Count the lines below that hold the string "field". Give only that number.

-- Material for this exercise follows --

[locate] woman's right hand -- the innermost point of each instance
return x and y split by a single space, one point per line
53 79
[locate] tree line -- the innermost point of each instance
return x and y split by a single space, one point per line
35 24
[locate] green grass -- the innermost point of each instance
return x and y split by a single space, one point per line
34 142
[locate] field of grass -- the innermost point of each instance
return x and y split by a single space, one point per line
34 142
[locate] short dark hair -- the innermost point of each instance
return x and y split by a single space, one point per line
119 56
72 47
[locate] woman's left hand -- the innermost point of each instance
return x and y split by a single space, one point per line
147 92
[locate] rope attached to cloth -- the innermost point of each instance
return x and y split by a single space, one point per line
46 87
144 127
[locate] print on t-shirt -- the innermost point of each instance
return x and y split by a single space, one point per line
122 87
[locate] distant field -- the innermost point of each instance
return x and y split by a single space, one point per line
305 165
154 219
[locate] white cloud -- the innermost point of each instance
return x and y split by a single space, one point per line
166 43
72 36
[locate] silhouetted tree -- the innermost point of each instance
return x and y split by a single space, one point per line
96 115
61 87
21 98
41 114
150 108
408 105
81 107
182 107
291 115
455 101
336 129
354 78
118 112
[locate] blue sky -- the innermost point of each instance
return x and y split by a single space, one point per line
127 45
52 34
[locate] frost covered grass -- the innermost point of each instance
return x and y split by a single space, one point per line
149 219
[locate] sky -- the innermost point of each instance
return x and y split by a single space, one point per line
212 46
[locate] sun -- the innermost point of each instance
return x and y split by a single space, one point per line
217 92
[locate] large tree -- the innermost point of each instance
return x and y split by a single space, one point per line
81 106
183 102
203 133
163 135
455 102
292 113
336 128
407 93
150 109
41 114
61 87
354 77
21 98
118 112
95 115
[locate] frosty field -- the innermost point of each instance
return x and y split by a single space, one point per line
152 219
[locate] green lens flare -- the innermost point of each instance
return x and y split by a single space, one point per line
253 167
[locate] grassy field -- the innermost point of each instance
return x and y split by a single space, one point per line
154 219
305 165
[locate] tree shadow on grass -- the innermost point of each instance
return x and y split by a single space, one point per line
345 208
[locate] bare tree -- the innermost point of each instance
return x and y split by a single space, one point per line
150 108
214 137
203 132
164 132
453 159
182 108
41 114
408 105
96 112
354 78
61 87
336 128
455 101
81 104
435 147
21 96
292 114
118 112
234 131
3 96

-- Material for this exercise concluded --
-- Material for this exercise follows --

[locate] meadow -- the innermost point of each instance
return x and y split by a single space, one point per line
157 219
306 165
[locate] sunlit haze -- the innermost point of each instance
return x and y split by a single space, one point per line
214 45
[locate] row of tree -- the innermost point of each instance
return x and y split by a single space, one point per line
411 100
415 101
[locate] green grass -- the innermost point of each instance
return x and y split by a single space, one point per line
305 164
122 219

-- Material for this exercise concluded --
-- Material for this exercise follows --

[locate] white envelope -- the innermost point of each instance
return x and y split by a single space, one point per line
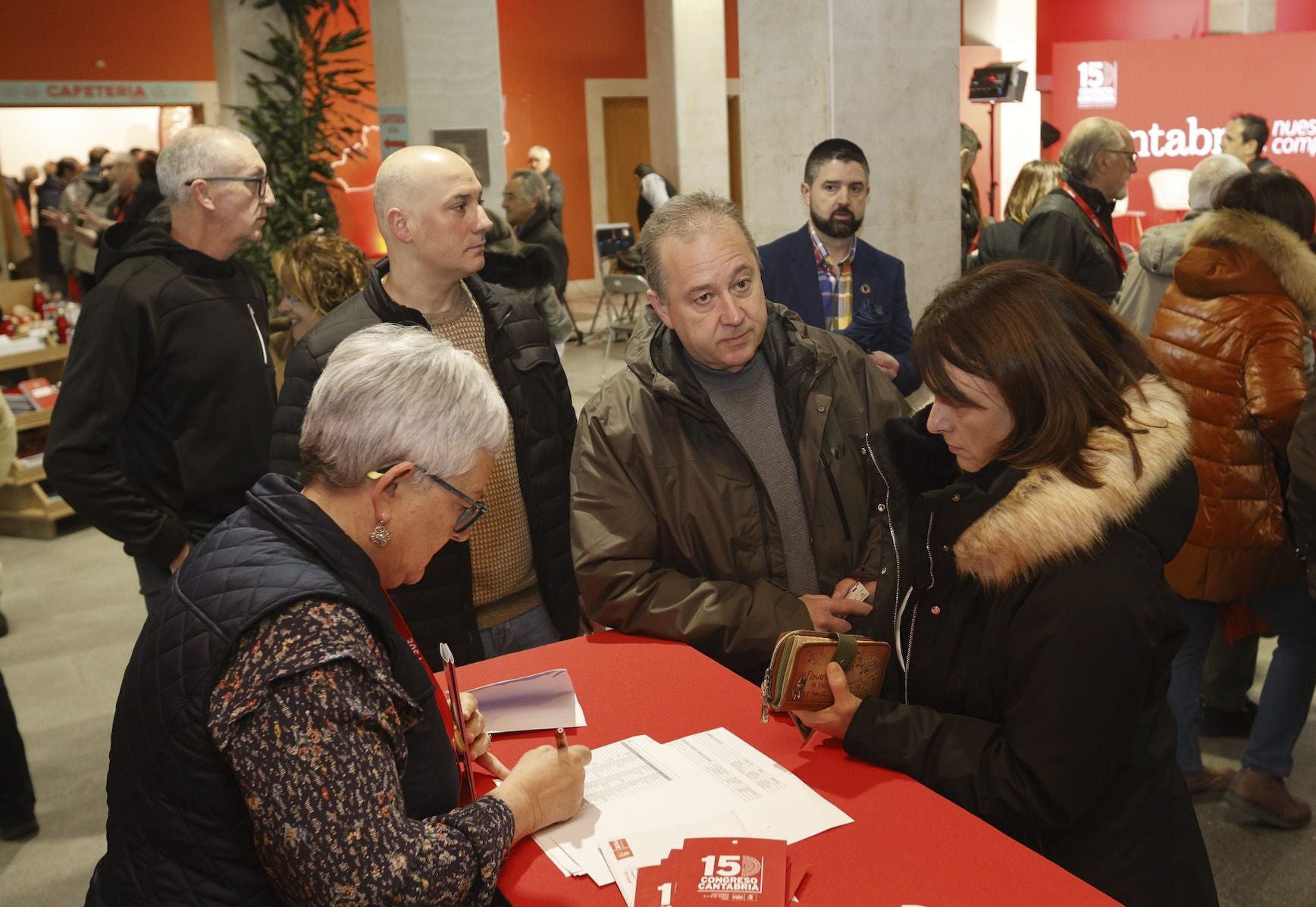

-- Material for this exercise concluded --

Reply
4